* _What you have to do_
Collect every line below that contains the string "woman" and copy each one in full.

* _Supplied records_
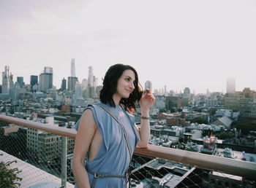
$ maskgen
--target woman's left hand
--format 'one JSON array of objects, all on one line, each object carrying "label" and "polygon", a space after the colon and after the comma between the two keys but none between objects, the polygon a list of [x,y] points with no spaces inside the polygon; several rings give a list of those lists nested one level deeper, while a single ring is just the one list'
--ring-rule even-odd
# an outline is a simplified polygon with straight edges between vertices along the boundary
[{"label": "woman's left hand", "polygon": [[153,93],[149,89],[144,90],[140,100],[140,109],[148,110],[155,101]]}]

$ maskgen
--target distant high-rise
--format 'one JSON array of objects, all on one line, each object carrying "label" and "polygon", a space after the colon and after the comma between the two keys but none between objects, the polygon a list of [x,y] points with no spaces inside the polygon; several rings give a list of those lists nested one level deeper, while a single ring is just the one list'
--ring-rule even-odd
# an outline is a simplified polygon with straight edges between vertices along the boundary
[{"label": "distant high-rise", "polygon": [[184,94],[190,94],[190,89],[189,87],[185,87],[184,93]]},{"label": "distant high-rise", "polygon": [[75,58],[71,59],[71,77],[75,77]]},{"label": "distant high-rise", "polygon": [[82,96],[82,85],[79,82],[76,82],[75,87],[75,98],[83,99]]},{"label": "distant high-rise", "polygon": [[87,88],[88,87],[88,80],[87,79],[83,79],[82,80],[82,89],[84,90]]},{"label": "distant high-rise", "polygon": [[23,77],[17,77],[17,82],[20,85],[20,87],[23,87],[24,82],[23,82]]},{"label": "distant high-rise", "polygon": [[88,84],[91,87],[94,85],[94,68],[92,66],[89,66],[89,68]]},{"label": "distant high-rise", "polygon": [[2,86],[1,86],[1,93],[9,93],[10,89],[10,73],[9,73],[9,66],[4,66],[4,71],[2,72]]},{"label": "distant high-rise", "polygon": [[227,78],[227,93],[236,93],[236,79]]},{"label": "distant high-rise", "polygon": [[53,87],[53,68],[45,67],[44,71],[39,75],[39,90],[43,92]]},{"label": "distant high-rise", "polygon": [[151,91],[152,91],[152,82],[147,80],[145,82],[145,89],[149,89]]},{"label": "distant high-rise", "polygon": [[65,78],[62,79],[61,90],[64,91],[67,90],[67,79]]},{"label": "distant high-rise", "polygon": [[32,88],[33,86],[37,83],[38,83],[38,76],[31,75],[30,76],[30,87],[31,87],[31,88]]},{"label": "distant high-rise", "polygon": [[67,77],[67,90],[71,92],[75,91],[75,83],[78,81],[78,77]]}]

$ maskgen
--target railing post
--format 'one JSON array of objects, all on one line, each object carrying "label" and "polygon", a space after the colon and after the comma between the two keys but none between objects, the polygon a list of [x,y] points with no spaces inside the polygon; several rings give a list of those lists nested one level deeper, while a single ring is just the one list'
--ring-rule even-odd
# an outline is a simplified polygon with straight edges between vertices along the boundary
[{"label": "railing post", "polygon": [[61,187],[67,187],[67,137],[61,136]]}]

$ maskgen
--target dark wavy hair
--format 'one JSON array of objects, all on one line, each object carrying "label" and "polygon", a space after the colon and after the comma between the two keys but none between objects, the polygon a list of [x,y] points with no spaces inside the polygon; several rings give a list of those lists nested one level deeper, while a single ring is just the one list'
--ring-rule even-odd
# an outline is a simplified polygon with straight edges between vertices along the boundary
[{"label": "dark wavy hair", "polygon": [[135,89],[129,95],[128,98],[122,98],[120,101],[120,104],[123,104],[126,110],[132,113],[136,111],[135,103],[139,101],[143,89],[138,81],[138,77],[135,69],[129,65],[116,64],[111,66],[106,72],[103,79],[103,87],[100,90],[99,99],[103,103],[109,104],[113,107],[116,107],[113,95],[116,93],[117,82],[123,72],[126,70],[131,70],[135,75],[135,80],[134,83]]}]

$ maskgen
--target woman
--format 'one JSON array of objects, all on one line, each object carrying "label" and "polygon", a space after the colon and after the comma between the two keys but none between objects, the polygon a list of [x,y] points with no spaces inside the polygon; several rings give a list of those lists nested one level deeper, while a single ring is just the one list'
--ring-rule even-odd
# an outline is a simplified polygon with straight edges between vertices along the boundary
[{"label": "woman", "polygon": [[[127,187],[131,154],[137,145],[146,148],[150,136],[149,109],[155,99],[149,90],[142,93],[132,66],[109,68],[101,102],[89,105],[76,125],[73,173],[77,187]],[[132,115],[136,101],[140,106],[140,129]]]}]

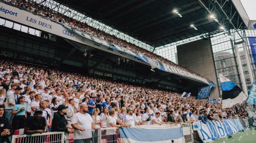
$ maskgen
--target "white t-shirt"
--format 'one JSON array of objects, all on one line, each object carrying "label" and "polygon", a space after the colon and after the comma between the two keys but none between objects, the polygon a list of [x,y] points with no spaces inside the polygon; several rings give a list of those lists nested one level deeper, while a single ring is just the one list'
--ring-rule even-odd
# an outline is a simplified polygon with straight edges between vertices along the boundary
[{"label": "white t-shirt", "polygon": [[43,117],[45,118],[45,119],[46,119],[46,124],[49,125],[50,117],[48,117],[48,118],[47,118],[47,113],[49,114],[49,116],[52,115],[52,112],[51,112],[51,109],[46,108],[45,109],[42,109],[41,111],[43,112],[42,117]]},{"label": "white t-shirt", "polygon": [[71,119],[71,124],[77,124],[78,126],[84,128],[85,131],[74,130],[74,139],[84,139],[91,138],[91,123],[93,123],[92,118],[88,114],[82,114],[78,112],[75,114]]},{"label": "white t-shirt", "polygon": [[45,92],[43,92],[42,94],[42,100],[48,100],[50,102],[51,102],[52,100],[52,97],[51,96],[49,95],[49,94],[46,94]]},{"label": "white t-shirt", "polygon": [[107,128],[107,117],[104,114],[104,113],[101,113],[100,115],[100,120],[101,120],[101,123],[102,123],[102,127],[103,128]]},{"label": "white t-shirt", "polygon": [[59,105],[62,105],[63,102],[63,97],[61,96],[56,96],[55,97],[56,97],[58,99],[58,101],[59,101]]},{"label": "white t-shirt", "polygon": [[[116,116],[114,116],[113,117],[110,116],[107,119],[107,128],[112,128],[110,123],[113,123],[114,124],[117,124],[117,117]],[[106,135],[115,135],[116,134],[116,129],[110,129],[107,130],[106,132]]]},{"label": "white t-shirt", "polygon": [[135,119],[132,116],[129,114],[126,116],[126,124],[131,125],[132,127],[135,126]]},{"label": "white t-shirt", "polygon": [[[150,121],[146,121],[146,119],[149,117],[149,116],[146,114],[146,113],[144,113],[143,115],[142,115],[142,120],[145,120],[145,123],[144,123],[144,125],[150,125]],[[150,118],[151,119],[151,118]]]},{"label": "white t-shirt", "polygon": [[96,120],[95,120],[95,119],[94,117],[92,118],[92,119],[93,119],[94,123],[95,123],[96,128],[97,128],[97,129],[100,129],[100,125],[96,124],[96,122],[99,122],[100,121],[100,117],[98,115],[98,116],[97,116],[97,117],[96,118]]},{"label": "white t-shirt", "polygon": [[[35,101],[32,101],[32,102],[30,103],[30,107],[35,107],[36,109],[39,109],[40,108],[40,101],[39,101],[38,102],[36,102]],[[31,110],[31,116],[34,116],[34,113],[35,113],[35,111]]]}]

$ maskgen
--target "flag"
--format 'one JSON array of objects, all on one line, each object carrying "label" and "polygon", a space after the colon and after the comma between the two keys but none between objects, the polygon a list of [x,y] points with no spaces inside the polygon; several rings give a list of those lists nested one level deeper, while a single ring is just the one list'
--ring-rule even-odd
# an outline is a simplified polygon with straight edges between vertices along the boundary
[{"label": "flag", "polygon": [[247,96],[234,82],[220,74],[220,84],[222,89],[222,107],[230,108],[237,103],[242,103]]},{"label": "flag", "polygon": [[188,97],[190,96],[190,92],[183,92],[183,93],[181,95],[181,97]]},{"label": "flag", "polygon": [[205,87],[201,88],[198,92],[198,96],[197,97],[196,99],[208,98],[210,93],[211,92],[211,87],[213,87],[212,85],[209,85]]},{"label": "flag", "polygon": [[250,86],[250,92],[246,102],[252,105],[256,105],[256,83],[255,82],[253,82],[253,85]]},{"label": "flag", "polygon": [[119,128],[119,131],[122,142],[186,142],[181,124],[138,125]]}]

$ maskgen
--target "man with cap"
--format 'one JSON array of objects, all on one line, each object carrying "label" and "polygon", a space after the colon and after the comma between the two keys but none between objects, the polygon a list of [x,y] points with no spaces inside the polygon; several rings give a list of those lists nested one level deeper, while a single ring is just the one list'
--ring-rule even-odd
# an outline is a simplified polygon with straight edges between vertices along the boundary
[{"label": "man with cap", "polygon": [[67,127],[68,122],[64,116],[67,114],[68,108],[68,106],[65,106],[63,105],[58,107],[58,112],[55,113],[52,119],[52,131],[67,131],[69,133],[72,131],[72,128]]},{"label": "man with cap", "polygon": [[31,116],[28,118],[25,126],[25,134],[41,134],[45,131],[46,121],[45,117],[42,117],[42,112],[41,111],[36,110],[34,113],[34,116]]},{"label": "man with cap", "polygon": [[126,111],[127,112],[127,115],[125,117],[124,123],[129,127],[135,126],[135,119],[133,117],[133,110],[130,108],[127,108]]},{"label": "man with cap", "polygon": [[91,96],[91,98],[87,102],[87,105],[88,106],[89,110],[88,113],[91,116],[94,113],[94,108],[95,108],[95,99],[97,97],[96,95],[92,95]]},{"label": "man with cap", "polygon": [[42,100],[46,100],[47,102],[51,103],[52,100],[52,97],[49,95],[49,91],[51,88],[50,87],[45,87],[45,92],[41,94]]},{"label": "man with cap", "polygon": [[15,92],[12,94],[9,94],[8,96],[6,97],[5,104],[6,106],[5,117],[8,119],[10,124],[12,123],[13,118],[13,114],[12,113],[13,107],[18,103],[18,98],[20,96],[20,94],[22,90],[21,88],[19,87],[16,87],[15,86],[17,87],[16,85],[12,84],[12,93],[13,90],[14,90]]}]

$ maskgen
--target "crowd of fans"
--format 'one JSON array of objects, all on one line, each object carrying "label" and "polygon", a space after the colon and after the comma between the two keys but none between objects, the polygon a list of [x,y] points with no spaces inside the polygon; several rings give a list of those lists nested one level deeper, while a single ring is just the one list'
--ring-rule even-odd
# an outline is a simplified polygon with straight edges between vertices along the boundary
[{"label": "crowd of fans", "polygon": [[145,49],[137,46],[133,44],[125,41],[124,40],[118,38],[113,35],[111,35],[107,33],[104,32],[99,29],[92,28],[85,23],[81,23],[72,18],[69,18],[66,15],[57,13],[48,7],[40,5],[38,3],[29,0],[1,0],[6,1],[10,4],[15,5],[21,8],[29,10],[35,14],[46,17],[56,21],[58,21],[64,23],[67,25],[69,25],[73,28],[78,30],[82,31],[89,35],[98,37],[101,38],[105,39],[109,42],[112,42],[115,44],[126,47],[132,51],[135,51],[138,53],[142,53],[144,55],[147,56],[153,59],[158,59],[159,61],[171,65],[176,68],[179,68],[183,70],[193,73],[201,78],[201,75],[193,72],[192,71],[179,66],[175,63],[158,56],[152,52],[147,51]]},{"label": "crowd of fans", "polygon": [[27,134],[74,131],[78,140],[88,129],[247,116],[243,104],[224,109],[193,96],[6,60],[0,78],[3,137],[24,128]]}]

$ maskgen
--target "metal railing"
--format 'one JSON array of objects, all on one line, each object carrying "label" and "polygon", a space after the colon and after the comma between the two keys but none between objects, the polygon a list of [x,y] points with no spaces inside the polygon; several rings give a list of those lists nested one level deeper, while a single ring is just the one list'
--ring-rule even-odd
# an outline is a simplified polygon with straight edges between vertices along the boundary
[{"label": "metal railing", "polygon": [[[193,142],[193,130],[191,123],[182,123],[181,127],[186,142]],[[20,135],[23,130],[14,131],[13,143],[121,143],[119,128],[107,128],[94,130],[74,130],[71,133],[50,132],[32,135]]]}]

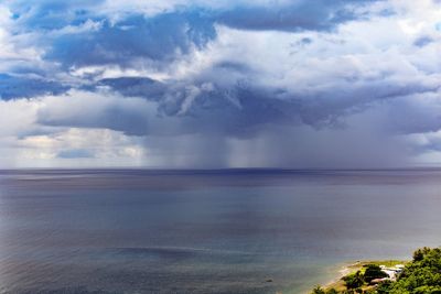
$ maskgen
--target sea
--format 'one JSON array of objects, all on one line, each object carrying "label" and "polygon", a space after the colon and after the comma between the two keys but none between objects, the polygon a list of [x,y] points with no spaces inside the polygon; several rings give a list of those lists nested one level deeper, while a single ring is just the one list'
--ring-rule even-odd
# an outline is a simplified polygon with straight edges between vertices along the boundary
[{"label": "sea", "polygon": [[0,171],[0,293],[308,293],[441,244],[441,170]]}]

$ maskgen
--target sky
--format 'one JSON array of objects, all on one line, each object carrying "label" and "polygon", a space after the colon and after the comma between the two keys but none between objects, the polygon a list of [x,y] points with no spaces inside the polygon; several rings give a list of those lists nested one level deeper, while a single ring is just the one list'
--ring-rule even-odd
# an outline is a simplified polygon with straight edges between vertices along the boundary
[{"label": "sky", "polygon": [[0,168],[406,166],[440,0],[0,1]]}]

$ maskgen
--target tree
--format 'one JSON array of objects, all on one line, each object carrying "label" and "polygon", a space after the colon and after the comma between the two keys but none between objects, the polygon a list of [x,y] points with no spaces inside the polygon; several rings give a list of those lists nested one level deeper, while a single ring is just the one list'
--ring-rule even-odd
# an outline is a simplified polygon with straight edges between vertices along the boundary
[{"label": "tree", "polygon": [[377,264],[368,264],[364,274],[364,280],[366,283],[370,283],[374,279],[387,277],[387,273],[381,271]]},{"label": "tree", "polygon": [[343,281],[345,281],[347,288],[357,288],[357,287],[361,287],[364,283],[363,274],[361,271],[357,271],[356,273],[344,276]]}]

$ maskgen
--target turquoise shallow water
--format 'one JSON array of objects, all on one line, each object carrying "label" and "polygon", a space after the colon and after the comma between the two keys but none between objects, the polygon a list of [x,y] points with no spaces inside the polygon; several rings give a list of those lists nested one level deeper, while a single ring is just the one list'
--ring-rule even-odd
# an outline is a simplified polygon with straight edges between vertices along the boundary
[{"label": "turquoise shallow water", "polygon": [[438,170],[3,171],[0,293],[302,293],[440,210]]}]

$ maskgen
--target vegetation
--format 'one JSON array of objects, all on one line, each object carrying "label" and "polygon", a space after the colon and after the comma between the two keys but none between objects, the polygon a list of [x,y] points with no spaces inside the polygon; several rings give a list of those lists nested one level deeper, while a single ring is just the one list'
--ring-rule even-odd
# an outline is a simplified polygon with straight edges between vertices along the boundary
[{"label": "vegetation", "polygon": [[373,280],[386,277],[387,274],[378,264],[365,264],[363,268],[342,279],[345,288],[316,286],[312,294],[441,294],[441,248],[415,251],[412,261],[406,264],[397,281],[369,285]]}]

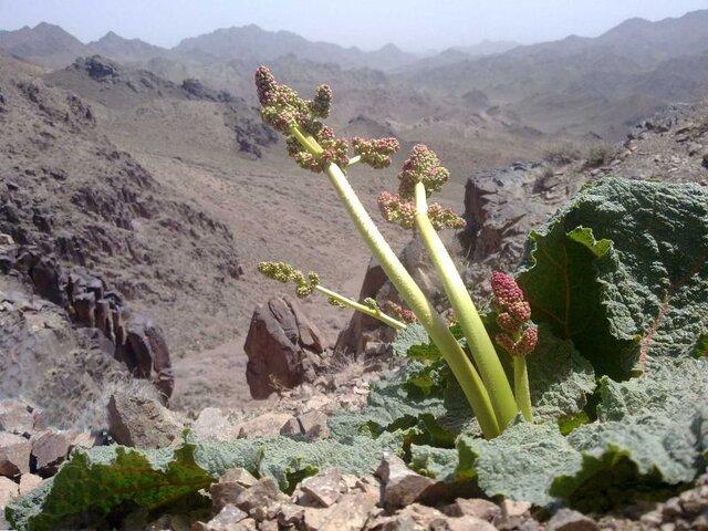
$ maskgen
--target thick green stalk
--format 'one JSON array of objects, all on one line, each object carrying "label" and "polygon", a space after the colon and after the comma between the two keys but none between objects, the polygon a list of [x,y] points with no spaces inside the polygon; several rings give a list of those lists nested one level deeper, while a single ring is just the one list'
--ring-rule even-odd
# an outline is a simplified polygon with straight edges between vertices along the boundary
[{"label": "thick green stalk", "polygon": [[428,219],[428,205],[423,183],[416,185],[415,192],[416,227],[442,281],[450,305],[455,310],[455,316],[462,329],[470,353],[489,393],[499,427],[503,430],[519,413],[509,378],[455,262]]},{"label": "thick green stalk", "polygon": [[347,296],[344,295],[340,295],[336,291],[332,291],[327,288],[324,288],[323,285],[316,285],[315,290],[317,290],[320,293],[334,299],[339,302],[341,302],[342,304],[345,304],[354,310],[356,310],[357,312],[362,312],[365,313],[366,315],[369,315],[374,319],[377,319],[378,321],[381,321],[384,324],[387,324],[388,326],[392,326],[396,330],[405,330],[406,329],[406,323],[402,323],[400,321],[398,321],[397,319],[392,317],[391,315],[385,314],[384,312],[382,312],[381,310],[376,310],[374,308],[367,306],[366,304],[362,304],[361,302],[356,302]]},{"label": "thick green stalk", "polygon": [[533,409],[531,408],[531,389],[529,387],[529,371],[527,369],[525,356],[513,357],[513,391],[517,395],[517,404],[529,423],[533,421]]}]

* _Response for this exercise_
--target woman's left hand
[{"label": "woman's left hand", "polygon": [[153,93],[149,89],[144,90],[140,100],[140,109],[148,110],[155,101]]}]
--target woman
[{"label": "woman", "polygon": [[[127,187],[131,154],[137,145],[146,148],[150,136],[149,109],[155,99],[149,90],[142,93],[132,66],[109,68],[101,102],[89,105],[76,125],[73,173],[77,187]],[[132,115],[136,101],[140,106],[140,129]]]}]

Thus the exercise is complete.